Saved entries:
━━━━━━━━━━━━━━━━━━━━━━━━━━━━━━
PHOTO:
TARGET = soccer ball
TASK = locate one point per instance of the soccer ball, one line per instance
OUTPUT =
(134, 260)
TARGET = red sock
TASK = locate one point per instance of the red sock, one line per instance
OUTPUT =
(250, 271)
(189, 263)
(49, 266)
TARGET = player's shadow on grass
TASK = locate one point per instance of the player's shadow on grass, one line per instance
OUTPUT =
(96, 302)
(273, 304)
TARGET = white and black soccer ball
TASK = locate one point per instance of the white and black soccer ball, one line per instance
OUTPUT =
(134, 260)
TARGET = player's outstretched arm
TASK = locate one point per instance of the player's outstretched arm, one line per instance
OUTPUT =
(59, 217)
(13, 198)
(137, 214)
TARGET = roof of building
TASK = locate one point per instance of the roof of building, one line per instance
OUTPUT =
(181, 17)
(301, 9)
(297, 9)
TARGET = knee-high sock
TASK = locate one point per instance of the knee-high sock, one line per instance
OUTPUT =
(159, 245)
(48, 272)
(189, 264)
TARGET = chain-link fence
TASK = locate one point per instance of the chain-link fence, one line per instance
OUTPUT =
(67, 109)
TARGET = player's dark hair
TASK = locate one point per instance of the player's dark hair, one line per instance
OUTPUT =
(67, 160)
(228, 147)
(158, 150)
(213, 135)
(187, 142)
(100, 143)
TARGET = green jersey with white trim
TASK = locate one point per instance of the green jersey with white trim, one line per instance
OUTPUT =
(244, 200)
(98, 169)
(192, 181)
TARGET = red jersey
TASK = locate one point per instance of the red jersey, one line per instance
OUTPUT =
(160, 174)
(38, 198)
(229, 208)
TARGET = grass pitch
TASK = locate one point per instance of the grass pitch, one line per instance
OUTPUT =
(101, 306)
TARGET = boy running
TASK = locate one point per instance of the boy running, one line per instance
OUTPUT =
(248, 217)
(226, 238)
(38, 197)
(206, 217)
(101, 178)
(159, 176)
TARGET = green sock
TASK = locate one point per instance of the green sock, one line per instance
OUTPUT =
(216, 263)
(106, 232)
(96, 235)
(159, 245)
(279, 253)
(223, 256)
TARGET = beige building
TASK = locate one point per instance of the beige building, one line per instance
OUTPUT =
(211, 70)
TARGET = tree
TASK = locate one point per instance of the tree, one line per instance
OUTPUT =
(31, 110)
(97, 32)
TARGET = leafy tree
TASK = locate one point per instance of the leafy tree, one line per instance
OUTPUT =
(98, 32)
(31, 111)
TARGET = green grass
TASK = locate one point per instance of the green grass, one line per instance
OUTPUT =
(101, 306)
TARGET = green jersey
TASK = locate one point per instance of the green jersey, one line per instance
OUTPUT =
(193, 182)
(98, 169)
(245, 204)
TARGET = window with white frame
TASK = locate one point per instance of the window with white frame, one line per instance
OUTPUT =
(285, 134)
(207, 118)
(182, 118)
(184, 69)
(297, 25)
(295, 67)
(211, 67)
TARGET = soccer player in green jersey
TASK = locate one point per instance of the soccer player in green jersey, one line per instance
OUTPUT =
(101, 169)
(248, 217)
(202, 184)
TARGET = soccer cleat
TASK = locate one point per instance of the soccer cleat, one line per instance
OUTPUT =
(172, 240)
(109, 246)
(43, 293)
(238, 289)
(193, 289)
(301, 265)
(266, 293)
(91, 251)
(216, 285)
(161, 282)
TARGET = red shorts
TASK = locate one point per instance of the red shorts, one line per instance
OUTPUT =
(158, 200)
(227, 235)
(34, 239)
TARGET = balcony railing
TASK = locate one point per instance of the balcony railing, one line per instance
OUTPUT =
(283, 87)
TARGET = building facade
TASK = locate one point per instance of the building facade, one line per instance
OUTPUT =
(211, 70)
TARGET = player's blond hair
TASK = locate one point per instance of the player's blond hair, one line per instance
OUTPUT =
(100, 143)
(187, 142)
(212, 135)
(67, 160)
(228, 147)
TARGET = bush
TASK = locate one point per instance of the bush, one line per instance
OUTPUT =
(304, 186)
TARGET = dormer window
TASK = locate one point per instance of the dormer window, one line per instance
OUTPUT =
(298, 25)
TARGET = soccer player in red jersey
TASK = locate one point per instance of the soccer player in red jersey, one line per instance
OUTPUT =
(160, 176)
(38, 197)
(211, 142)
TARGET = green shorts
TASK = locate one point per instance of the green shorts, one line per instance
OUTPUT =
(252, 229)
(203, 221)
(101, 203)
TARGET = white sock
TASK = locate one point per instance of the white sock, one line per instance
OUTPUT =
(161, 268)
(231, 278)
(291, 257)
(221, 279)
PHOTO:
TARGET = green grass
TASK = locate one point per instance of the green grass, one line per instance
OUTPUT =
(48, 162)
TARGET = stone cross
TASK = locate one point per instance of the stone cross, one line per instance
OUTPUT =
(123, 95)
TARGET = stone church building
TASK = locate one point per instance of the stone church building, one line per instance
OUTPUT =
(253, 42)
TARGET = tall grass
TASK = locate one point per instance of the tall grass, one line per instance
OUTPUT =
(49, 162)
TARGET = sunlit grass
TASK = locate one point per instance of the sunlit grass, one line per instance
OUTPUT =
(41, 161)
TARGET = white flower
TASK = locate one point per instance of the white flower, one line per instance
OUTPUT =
━━━━━━━━━━━━━━━━━━━━━━━━━━━━━━
-- STATED EXERCISE --
Retype the material above line for line, without changing anything.

-- RESULT OF THE EXERCISE --
PHOTO:
TARGET = soccer ball
TASK = locate one point per instance of the soccer ball, one line per instance
OUTPUT =
(134, 260)
TARGET = red sock
TASK = locate one point per instance of the red sock, one line per instance
OUTPUT =
(250, 271)
(189, 263)
(49, 266)
TARGET = player's shadow on grass
TASK = locate one point per instance of the player's shadow on grass, one line per instance
OUTPUT =
(96, 302)
(273, 304)
TARGET = white and black soccer ball
TASK = locate one point per instance of the white and black soccer ball, one line per instance
OUTPUT =
(134, 260)
TARGET = player's outstretched arm
TASK = locate one point per instance of the player's outstretched arm, one line per instance
OUTPUT =
(59, 217)
(13, 198)
(137, 214)
TARGET = roof of building
TASK = locate one point per instance of the roof of building, one line per instance
OUTPUT =
(181, 17)
(301, 9)
(297, 9)
TARGET = knee-high sock
TASK = locate one point per instance of the knee-high sock, one line per instance
OUTPUT =
(159, 245)
(48, 272)
(189, 264)
TARGET = chain-link fence
TASK = locate one point per instance of the chain-link fence, one line per instance
OUTPUT =
(67, 109)
TARGET = player's dark hair
TASK = locate one point per instance of the player's dark hair, one line per instance
OUTPUT =
(67, 160)
(228, 147)
(158, 150)
(213, 135)
(187, 142)
(100, 143)
TARGET = green jersey with white trim
TASK = locate one point per instance of the green jersey with white trim, one line per instance
OUTPUT =
(244, 200)
(98, 169)
(192, 181)
TARGET = red jersey
TASK = locate one point per instance of the red jersey, one line per instance
OUTPUT =
(160, 174)
(38, 198)
(229, 208)
TARGET = grass pitch
TASK = locate one point per instance of the grass pitch, one line per instance
OUTPUT =
(101, 306)
TARGET = boy running
TASK = locate one point per instance of the boy running, one line per instance
OUTPUT =
(248, 217)
(226, 238)
(38, 197)
(206, 217)
(101, 178)
(159, 176)
TARGET = green sock
TASK = locate one point per instance of the green sock, one line per instance
OUTPUT =
(216, 263)
(106, 232)
(96, 235)
(159, 245)
(279, 253)
(223, 256)
TARGET = beige building
TASK = locate one point per instance of the beige building, one line per instance
OUTPUT =
(211, 70)
TARGET = tree
TASK = locate one point per instance of the tree, one line per instance
OUTPUT =
(31, 110)
(97, 32)
TARGET = leafy tree
TASK = locate one point per instance of the leafy tree, one line per instance
OUTPUT =
(98, 32)
(31, 111)
TARGET = green grass
TASK = locate one point per instance of the green grass, one line per instance
OUTPUT =
(101, 306)
TARGET = green jersey
TASK = locate one point per instance of the green jersey, one line per instance
OUTPUT =
(193, 182)
(98, 169)
(245, 204)
TARGET = window with white frame
TASK = locate one point per instance of the window with white frame, one line per instance
OUTPUT =
(285, 134)
(207, 118)
(182, 118)
(184, 69)
(297, 25)
(295, 67)
(211, 67)
TARGET = soccer player in green jersey
TASK = locate one point per instance of the soccer player in green jersey, one line per instance
OUTPUT =
(101, 169)
(248, 217)
(202, 184)
TARGET = soccer cleat
TASK = locate one point per instance of the soccer cleat, one line per instance
OUTPUT =
(172, 240)
(109, 246)
(43, 293)
(238, 289)
(193, 289)
(301, 265)
(266, 293)
(91, 251)
(216, 285)
(161, 282)
TARGET = red shorts
TASK = locate one point per instance of the red shorts, one line per instance
OUTPUT =
(158, 200)
(227, 235)
(34, 239)
TARGET = balcony railing
TASK = locate one point per instance of the balcony railing, one line per instance
OUTPUT =
(283, 87)
TARGET = building facade
TASK = locate one point per instance of the building facade, one line per instance
OUTPUT =
(211, 70)
TARGET = player's blond hair
TASK = locate one point per instance of the player's blond hair, one line per instance
OUTPUT =
(100, 143)
(187, 142)
(212, 135)
(67, 160)
(228, 147)
TARGET = bush
TASK = locate one point per instance of the bush, one line per instance
OUTPUT =
(304, 186)
TARGET = dormer window
TASK = locate one point per instance of the dormer window, one line per instance
OUTPUT =
(298, 25)
TARGET = soccer player in red jersey
TASK = locate one point per instance of the soccer player in red jersey, one line per instance
OUTPUT =
(160, 176)
(38, 197)
(211, 142)
TARGET = green shorts
TASK = locate one point per instance of the green shorts, one line per instance
OUTPUT =
(252, 229)
(203, 221)
(101, 203)
TARGET = white sock
TASK = locate one point per instance of the white sock, one line per instance
OUTPUT =
(161, 268)
(231, 278)
(291, 257)
(221, 279)
PHOTO:
TARGET = green grass
TASK = locate one point per instance of the green grass, one line per instance
OUTPUT =
(48, 162)
TARGET = stone cross
TASK = locate one point per instance of the stone cross, one line per instance
OUTPUT =
(123, 95)
TARGET = stone church building
TASK = locate one point per instance of the stone church building, one line per instance
OUTPUT =
(253, 42)
TARGET = tall grass
TASK = locate one point per instance of the tall grass, one line per instance
OUTPUT =
(49, 162)
TARGET = sunlit grass
TASK = locate one point per instance of the sunlit grass, one line per instance
OUTPUT =
(41, 161)
TARGET = white flower
TASK = locate one point per instance of the white flower, one line per instance
OUTPUT =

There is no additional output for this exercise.